GIVEN REQUEST: Reproduce only the lines starting at the one containing "Pinpoint green foliage" and ending at the one containing "left=209, top=386, right=329, bottom=475", requests included, with every pixel coordinate in the answers shifted up by 67. Leave the requests and their format samples as they are.

EXERCISE DATA:
——————————
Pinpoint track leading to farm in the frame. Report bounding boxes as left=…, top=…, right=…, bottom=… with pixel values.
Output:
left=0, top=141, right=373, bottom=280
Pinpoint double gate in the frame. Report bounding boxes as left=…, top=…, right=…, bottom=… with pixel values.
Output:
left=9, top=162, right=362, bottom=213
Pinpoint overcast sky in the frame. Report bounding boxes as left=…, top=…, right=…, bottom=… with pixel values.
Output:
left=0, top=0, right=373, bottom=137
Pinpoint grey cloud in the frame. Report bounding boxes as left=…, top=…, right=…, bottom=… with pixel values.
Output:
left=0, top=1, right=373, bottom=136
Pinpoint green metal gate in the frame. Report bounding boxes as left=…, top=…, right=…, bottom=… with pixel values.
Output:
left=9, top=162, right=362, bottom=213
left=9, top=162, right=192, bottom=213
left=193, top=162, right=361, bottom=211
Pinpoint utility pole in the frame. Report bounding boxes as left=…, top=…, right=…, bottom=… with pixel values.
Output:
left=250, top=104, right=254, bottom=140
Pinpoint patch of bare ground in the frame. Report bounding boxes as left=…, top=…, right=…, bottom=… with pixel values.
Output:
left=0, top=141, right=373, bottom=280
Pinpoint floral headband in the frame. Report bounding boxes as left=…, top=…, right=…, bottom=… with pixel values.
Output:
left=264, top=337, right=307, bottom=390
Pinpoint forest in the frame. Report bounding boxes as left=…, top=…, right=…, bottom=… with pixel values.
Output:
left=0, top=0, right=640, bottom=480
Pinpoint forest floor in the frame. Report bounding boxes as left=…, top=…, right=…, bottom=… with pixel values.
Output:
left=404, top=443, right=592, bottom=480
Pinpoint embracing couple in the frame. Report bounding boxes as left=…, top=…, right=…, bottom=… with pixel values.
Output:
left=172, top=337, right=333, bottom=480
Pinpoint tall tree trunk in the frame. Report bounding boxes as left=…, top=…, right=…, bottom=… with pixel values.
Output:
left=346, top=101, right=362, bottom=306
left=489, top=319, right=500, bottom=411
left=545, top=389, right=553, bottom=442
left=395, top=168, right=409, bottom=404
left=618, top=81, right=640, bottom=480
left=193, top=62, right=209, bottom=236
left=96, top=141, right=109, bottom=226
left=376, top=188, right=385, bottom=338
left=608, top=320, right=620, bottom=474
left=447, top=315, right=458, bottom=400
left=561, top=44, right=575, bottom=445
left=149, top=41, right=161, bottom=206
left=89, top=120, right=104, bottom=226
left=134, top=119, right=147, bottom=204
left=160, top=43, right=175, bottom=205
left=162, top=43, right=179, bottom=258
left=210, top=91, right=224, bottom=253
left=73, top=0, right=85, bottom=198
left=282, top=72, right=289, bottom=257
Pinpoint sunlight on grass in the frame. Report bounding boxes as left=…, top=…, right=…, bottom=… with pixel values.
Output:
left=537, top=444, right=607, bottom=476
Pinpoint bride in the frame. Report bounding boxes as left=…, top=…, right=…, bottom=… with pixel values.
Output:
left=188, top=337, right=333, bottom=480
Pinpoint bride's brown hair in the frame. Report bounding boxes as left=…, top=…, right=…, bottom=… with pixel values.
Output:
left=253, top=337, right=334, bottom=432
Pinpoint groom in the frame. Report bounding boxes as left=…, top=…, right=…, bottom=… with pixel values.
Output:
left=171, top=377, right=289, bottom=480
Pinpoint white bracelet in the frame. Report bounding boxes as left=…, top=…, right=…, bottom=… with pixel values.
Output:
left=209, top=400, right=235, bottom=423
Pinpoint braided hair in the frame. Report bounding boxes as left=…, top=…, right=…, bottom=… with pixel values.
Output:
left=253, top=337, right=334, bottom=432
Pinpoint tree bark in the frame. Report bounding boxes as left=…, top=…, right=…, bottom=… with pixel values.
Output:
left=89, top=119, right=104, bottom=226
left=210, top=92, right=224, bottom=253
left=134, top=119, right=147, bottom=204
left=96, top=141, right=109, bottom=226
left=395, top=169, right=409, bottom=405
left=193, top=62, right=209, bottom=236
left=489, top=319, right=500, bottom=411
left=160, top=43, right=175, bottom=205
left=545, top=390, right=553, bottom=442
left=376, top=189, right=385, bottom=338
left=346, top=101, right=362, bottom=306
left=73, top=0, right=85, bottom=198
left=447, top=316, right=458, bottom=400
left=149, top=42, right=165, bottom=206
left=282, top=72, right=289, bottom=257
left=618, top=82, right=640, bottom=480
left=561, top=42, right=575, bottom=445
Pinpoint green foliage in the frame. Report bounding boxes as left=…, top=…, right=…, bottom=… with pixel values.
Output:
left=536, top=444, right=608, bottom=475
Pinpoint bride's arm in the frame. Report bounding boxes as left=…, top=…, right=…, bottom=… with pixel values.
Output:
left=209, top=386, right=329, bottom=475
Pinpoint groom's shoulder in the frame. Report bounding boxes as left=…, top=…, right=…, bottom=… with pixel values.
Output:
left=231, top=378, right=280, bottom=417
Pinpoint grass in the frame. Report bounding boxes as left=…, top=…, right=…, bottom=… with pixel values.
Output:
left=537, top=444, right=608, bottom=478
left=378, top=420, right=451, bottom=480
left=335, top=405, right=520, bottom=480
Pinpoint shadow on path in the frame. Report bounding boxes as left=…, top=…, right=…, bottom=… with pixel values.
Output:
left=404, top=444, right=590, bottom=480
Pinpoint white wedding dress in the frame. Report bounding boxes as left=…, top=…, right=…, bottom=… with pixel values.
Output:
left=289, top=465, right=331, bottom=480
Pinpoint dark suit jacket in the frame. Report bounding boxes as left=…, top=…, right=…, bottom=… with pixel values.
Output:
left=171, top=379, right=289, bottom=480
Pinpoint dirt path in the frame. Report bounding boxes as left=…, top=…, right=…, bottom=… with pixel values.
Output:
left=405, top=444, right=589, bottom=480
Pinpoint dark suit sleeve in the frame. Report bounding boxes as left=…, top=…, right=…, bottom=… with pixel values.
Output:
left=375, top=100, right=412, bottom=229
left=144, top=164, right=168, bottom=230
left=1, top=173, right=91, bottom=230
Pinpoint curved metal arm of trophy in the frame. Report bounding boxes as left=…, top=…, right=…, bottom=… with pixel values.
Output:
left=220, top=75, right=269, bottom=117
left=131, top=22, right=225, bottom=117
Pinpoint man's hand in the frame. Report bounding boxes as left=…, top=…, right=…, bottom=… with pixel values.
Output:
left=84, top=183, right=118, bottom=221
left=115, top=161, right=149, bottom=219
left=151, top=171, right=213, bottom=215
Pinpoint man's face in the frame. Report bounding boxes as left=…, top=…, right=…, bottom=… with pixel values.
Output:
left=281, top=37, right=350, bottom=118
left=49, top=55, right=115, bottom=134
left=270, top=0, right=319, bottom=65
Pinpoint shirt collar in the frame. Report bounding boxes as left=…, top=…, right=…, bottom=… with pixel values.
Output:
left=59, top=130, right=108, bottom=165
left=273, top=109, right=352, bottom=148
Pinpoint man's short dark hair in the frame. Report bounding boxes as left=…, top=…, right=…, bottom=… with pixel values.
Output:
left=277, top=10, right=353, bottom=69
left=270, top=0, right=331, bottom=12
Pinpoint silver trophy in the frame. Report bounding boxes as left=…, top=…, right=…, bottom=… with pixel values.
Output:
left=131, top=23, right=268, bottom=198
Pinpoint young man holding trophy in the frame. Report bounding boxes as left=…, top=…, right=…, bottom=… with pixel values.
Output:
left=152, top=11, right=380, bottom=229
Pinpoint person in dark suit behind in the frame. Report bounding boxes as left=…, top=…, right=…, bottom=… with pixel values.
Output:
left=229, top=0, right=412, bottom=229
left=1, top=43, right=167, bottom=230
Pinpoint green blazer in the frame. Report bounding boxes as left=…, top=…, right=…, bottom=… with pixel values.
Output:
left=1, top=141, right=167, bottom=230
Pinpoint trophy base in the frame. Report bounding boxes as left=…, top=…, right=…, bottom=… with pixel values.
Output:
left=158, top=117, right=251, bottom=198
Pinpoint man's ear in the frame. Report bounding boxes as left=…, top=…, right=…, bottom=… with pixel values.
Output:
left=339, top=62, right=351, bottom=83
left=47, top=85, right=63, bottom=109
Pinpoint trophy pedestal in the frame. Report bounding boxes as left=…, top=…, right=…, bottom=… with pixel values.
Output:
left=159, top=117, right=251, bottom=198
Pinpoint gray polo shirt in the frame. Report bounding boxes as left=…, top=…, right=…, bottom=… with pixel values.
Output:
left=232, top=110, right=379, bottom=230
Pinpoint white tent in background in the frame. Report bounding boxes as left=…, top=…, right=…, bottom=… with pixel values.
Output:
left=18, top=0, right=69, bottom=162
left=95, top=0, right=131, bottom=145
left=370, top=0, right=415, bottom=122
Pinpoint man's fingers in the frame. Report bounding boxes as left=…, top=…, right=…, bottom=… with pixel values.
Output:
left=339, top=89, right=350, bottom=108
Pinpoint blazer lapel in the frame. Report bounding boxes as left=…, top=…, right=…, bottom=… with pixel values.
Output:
——————————
SOLUTION FOR THIS TASK:
Pinpoint green foliage in the frame. Report bounding boxes as left=…, top=…, right=…, bottom=… with pixel values.
Output:
left=603, top=511, right=675, bottom=542
Pinpoint bride's arm in the frame. Report bounding boxes as left=…, top=…, right=…, bottom=… with pixel values.
Output:
left=276, top=453, right=396, bottom=542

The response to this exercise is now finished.